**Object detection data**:
==========
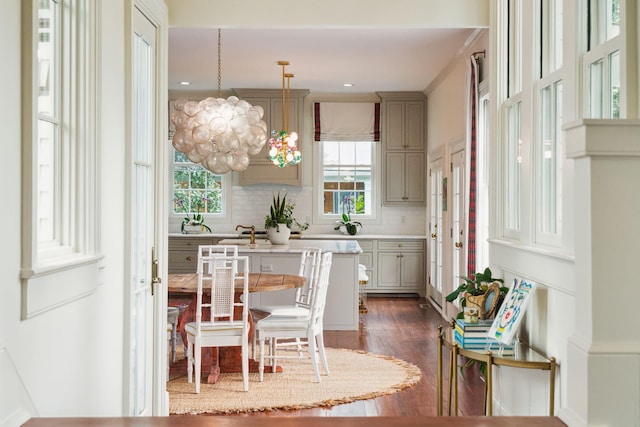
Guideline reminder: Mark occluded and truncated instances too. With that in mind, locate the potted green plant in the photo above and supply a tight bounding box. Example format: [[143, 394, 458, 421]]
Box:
[[175, 197, 211, 234], [264, 192, 309, 244], [334, 213, 362, 236], [445, 267, 509, 319]]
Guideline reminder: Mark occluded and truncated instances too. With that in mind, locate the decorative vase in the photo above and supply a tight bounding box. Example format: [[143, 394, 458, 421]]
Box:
[[267, 224, 291, 245], [183, 224, 202, 234], [340, 224, 362, 236]]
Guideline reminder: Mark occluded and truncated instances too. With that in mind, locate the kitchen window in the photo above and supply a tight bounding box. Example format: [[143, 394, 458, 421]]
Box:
[[320, 141, 374, 217], [172, 150, 229, 217]]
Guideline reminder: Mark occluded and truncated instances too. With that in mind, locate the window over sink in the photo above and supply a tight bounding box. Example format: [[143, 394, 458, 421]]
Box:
[[320, 141, 375, 217], [171, 148, 229, 217]]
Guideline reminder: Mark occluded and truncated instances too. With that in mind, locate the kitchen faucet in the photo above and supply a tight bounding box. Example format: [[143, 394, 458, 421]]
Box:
[[236, 225, 256, 245]]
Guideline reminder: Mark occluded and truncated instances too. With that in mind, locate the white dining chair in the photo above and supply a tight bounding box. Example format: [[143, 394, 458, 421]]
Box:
[[251, 248, 322, 359], [185, 254, 249, 393], [254, 252, 333, 382]]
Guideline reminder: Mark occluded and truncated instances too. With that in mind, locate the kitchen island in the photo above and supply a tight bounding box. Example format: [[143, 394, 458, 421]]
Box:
[[218, 239, 362, 331]]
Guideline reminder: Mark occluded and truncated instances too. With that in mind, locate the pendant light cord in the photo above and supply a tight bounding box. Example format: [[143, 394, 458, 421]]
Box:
[[218, 28, 222, 98]]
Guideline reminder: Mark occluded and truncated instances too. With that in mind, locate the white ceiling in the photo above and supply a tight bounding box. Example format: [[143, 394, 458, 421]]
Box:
[[169, 28, 476, 94]]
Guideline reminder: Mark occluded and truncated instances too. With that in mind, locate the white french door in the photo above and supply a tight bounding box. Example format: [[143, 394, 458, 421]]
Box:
[[126, 7, 158, 416], [445, 150, 467, 293], [429, 159, 446, 307]]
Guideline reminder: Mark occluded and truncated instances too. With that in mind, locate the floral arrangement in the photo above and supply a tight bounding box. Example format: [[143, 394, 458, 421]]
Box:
[[445, 267, 509, 319], [334, 213, 362, 236], [269, 130, 302, 168], [174, 197, 211, 233], [264, 192, 309, 230]]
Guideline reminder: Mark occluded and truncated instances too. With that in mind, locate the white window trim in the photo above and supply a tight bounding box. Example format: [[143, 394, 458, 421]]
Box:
[[313, 141, 382, 226], [533, 70, 564, 248], [21, 0, 103, 319], [582, 0, 640, 119], [501, 93, 528, 240], [582, 36, 628, 119], [167, 147, 233, 233]]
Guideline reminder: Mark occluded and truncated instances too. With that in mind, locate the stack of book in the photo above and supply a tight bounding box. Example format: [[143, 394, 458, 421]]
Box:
[[454, 319, 513, 356]]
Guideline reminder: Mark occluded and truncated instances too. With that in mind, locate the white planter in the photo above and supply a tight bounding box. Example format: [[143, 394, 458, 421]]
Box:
[[340, 224, 362, 235], [183, 224, 203, 234], [267, 224, 291, 245]]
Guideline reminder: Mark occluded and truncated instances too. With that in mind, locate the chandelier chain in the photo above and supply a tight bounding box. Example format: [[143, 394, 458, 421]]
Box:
[[218, 28, 222, 98]]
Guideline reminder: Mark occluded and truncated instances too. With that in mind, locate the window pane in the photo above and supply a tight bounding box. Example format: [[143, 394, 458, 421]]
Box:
[[505, 103, 522, 230], [538, 82, 562, 234], [540, 0, 563, 76], [507, 0, 522, 96], [609, 51, 620, 119], [37, 0, 58, 117], [605, 0, 620, 40], [37, 120, 57, 242], [589, 61, 603, 119]]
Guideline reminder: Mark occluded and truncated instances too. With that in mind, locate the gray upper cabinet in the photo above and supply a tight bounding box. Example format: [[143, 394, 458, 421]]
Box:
[[378, 92, 427, 206], [234, 89, 309, 186]]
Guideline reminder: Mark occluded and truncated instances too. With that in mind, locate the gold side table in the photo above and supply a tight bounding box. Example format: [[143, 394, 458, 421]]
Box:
[[437, 320, 556, 416]]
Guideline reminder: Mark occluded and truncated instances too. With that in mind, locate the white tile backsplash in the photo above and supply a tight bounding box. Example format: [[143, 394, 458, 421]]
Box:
[[169, 185, 426, 235]]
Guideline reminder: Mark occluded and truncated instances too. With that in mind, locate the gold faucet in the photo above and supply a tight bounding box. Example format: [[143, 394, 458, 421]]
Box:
[[236, 225, 256, 245]]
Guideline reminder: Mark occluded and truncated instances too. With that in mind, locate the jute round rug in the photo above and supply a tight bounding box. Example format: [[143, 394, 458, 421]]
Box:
[[167, 348, 422, 414]]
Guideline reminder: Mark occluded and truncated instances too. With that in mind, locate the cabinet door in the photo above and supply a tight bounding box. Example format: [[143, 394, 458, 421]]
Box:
[[377, 252, 400, 288], [384, 101, 405, 150], [404, 152, 427, 206], [400, 252, 424, 289], [404, 101, 427, 150], [384, 151, 405, 203]]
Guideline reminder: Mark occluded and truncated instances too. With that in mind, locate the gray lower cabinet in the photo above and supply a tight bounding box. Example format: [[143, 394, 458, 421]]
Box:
[[358, 239, 426, 296], [168, 235, 220, 273]]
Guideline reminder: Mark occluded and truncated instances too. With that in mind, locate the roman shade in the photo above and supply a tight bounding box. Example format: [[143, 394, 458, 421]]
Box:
[[313, 102, 380, 141]]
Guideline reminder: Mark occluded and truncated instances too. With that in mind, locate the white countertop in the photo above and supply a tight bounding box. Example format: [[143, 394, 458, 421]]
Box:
[[300, 233, 427, 240], [169, 232, 427, 241], [218, 239, 362, 254]]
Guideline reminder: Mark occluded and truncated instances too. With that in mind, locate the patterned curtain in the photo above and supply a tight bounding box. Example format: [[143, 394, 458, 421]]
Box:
[[467, 55, 479, 277]]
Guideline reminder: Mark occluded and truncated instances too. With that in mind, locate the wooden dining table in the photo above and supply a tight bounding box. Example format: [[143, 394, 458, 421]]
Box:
[[167, 273, 306, 384]]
==========
**Exercise requirements**:
Write out every item above word for word, omitting the pictures.

**Written answer**:
Guideline reminder: Mark occluded and truncated instances too. With that in mind, locate the potted green plant in the photo above and supply a tight bounding box. Example format: [[143, 394, 458, 421]]
Box:
[[175, 197, 211, 234], [264, 192, 309, 244], [334, 213, 362, 236], [445, 267, 509, 319]]
Guideline reminder: Mark occluded and truncated instances too. With that in mind, locate the decorative vase in the photo above and supply a tight bounding box. Example format: [[143, 394, 458, 421]]
Box:
[[267, 224, 291, 245], [183, 224, 202, 234], [340, 224, 362, 236]]
Guideline reminder: Mark occluded and truncated instances too. With that in mind, locate the kitchen window in the photo above and supply a tight bounding box. Example format: [[143, 394, 458, 421]]
Box:
[[320, 141, 374, 217], [172, 150, 229, 217]]
Guideline reminder: Mark occluded and truncated instances too. With that in mind, locate the window over sink in the photo above and supply a tight bounding box. Example format: [[143, 394, 458, 421]]
Box:
[[320, 141, 375, 217], [171, 148, 229, 217]]
Guideline reminder: Mark occluded and truncated instances too. With that in mind, locate the kitchen faucet in the photo above and supply a tight bounding box. Example format: [[143, 394, 458, 421]]
Box:
[[236, 225, 256, 245]]
Guideline reminder: Mark occluded and truncated instances too. With that in mind, locate the white dining chair in the photo above and supply a tight bounding box. Example format: [[143, 394, 458, 421]]
Box:
[[251, 248, 322, 359], [185, 254, 249, 393], [254, 252, 333, 382]]
Guideline reminder: Mark occluded and truncated instances too. With that in mind, locate the kitchen island in the photo above and supply a tight bounding box. Example format: [[143, 394, 458, 421]]
Box:
[[218, 239, 362, 331]]
Guideline reminder: Mark occluded and truncated instances too. With that in mind, locate the pendant light cord in the photo above and supply a tight bounding box. Example format: [[143, 394, 458, 421]]
Box:
[[218, 28, 222, 98]]
Guideline reminder: Mark occluded and truncated instances too. With that in mind, locate the white ceiling in the photo above and supply a tight bounding box. Example format: [[143, 394, 458, 421]]
Box:
[[169, 28, 476, 94]]
Guideline reminder: Mark occluded and truncated instances too. With that in mind, locate the white french door in the photo above and supply a tight bounding box. Example format: [[143, 394, 458, 421]]
Box:
[[126, 7, 158, 416], [445, 150, 467, 293], [429, 159, 446, 307]]
Guideline reminder: Mark occluded and truncated instances too. With that in mind, locate the floral arrangement in the photo above and supply a tight bounding box. Example format: [[143, 394, 458, 421]]
Box:
[[445, 267, 509, 319], [334, 213, 362, 236], [269, 130, 302, 168], [174, 197, 211, 233], [264, 192, 309, 230]]
Guideline reminder: Mark occluded and truncated instances too. With that in mind, locate the white window trim in the photo above and supply a tight bounding box. Example format: [[143, 394, 458, 421]]
Box:
[[313, 141, 382, 226], [533, 70, 564, 248], [21, 0, 103, 319], [582, 0, 640, 119], [501, 93, 528, 240], [582, 36, 628, 119], [167, 147, 233, 233]]
Guideline reminder: Mark occluded and truncated instances too. With that in mind, locate the stack of book in the photo above and supply a tight bounding box. Example format: [[143, 394, 458, 421]]
Box:
[[454, 319, 513, 356]]
Guideline reminder: Mark occluded and truncated instances too. With that in mind, locate the white planter in the photo above and supply a tight bounding box. Example format: [[143, 394, 458, 421]]
Box:
[[340, 224, 362, 235], [183, 224, 203, 234], [267, 224, 291, 245]]
Guideline reminder: Mark occluded and truncated instances too. With that in mind, locate the chandelier chain in the photo above and supply a tight bounding box. Example format: [[143, 394, 458, 421]]
Box:
[[218, 28, 222, 98]]
Guideline reminder: Mark occluded and truncated instances too. With that in mind, locate the window pane in the photo above and supply a tight bounding box. Example format: [[143, 394, 458, 421]]
Box:
[[505, 103, 522, 230], [538, 82, 562, 234], [540, 0, 563, 76], [507, 0, 522, 96], [609, 51, 620, 119], [37, 0, 58, 117], [605, 0, 620, 40], [37, 120, 57, 242], [589, 61, 603, 119]]
Guideline reminder: Mark occluded and truncated instances too. With that in mind, locate the gray upper cabinet in the photo above and supply a tight bounding box. Example format: [[143, 394, 458, 421]]
Box:
[[378, 92, 427, 206], [234, 89, 309, 186]]
Guideline reminder: Mark occluded and truncated instances too. With that in mind, locate the gold side table in the photo above and supply a tight bounding box. Example format: [[143, 394, 458, 421]]
Box:
[[437, 320, 556, 416]]
Guideline reminder: Mark occluded and truncated instances too. With that in mind, locate the white tile backsplash in the photo above and supply a tight bounding box. Example format: [[143, 394, 458, 421]]
Box:
[[169, 185, 426, 235]]
Guideline reminder: Mark occluded and truncated instances too. With that in mind, locate the gold faucet in the photo above and supply a tight bounding box. Example format: [[143, 394, 458, 421]]
Box:
[[236, 225, 256, 245]]
Guideline reminder: Mark occluded and truncated instances too. With that in mind, locate the jute round rug in the photo above and supply a tight bounding box. Example format: [[143, 394, 458, 421]]
Box:
[[167, 348, 422, 414]]
Guideline reminder: Mark occluded and truncated instances too. With that in mind, locate the cabinet door in the photo above and supply a tight bounding box. Example format: [[143, 394, 458, 421]]
Box:
[[377, 252, 400, 288], [384, 101, 405, 150], [404, 152, 427, 206], [400, 252, 424, 289], [404, 101, 427, 150], [384, 151, 405, 203]]
Guideline reminder: Mark occluded and truncated instances too. With that in mind, locate the gray lower cabinet in the photo above and supply a tight bounding box. Example format: [[143, 394, 458, 421]]
Box:
[[358, 239, 426, 296], [168, 235, 220, 273]]
Guideline reminder: Mark occluded and truncated instances too. With that in mind, locate the roman shade in the photo above and supply a tight bounding box. Example format: [[143, 394, 458, 421]]
Box:
[[313, 102, 380, 141]]
Guideline reminder: Mark occluded and truncated instances too. With that in mind, locate the white countertop in the photo above and supply a tight bounding box. Example format: [[143, 394, 458, 421]]
Box:
[[300, 233, 427, 240], [169, 232, 427, 241], [218, 239, 362, 254]]
Guideline reminder: Mark occluded and truncated instances too. With that in mind, locate the patterned curtain in the photo above and supply a tight bounding box. Example format: [[143, 394, 458, 421]]
Box:
[[467, 55, 479, 277]]
Guideline reminder: Mark occluded and truncated instances too. With that in mind, locate the wooden dining table in the photo above and supply a tight bounding box. Example format: [[143, 394, 458, 421]]
Box:
[[167, 273, 306, 384]]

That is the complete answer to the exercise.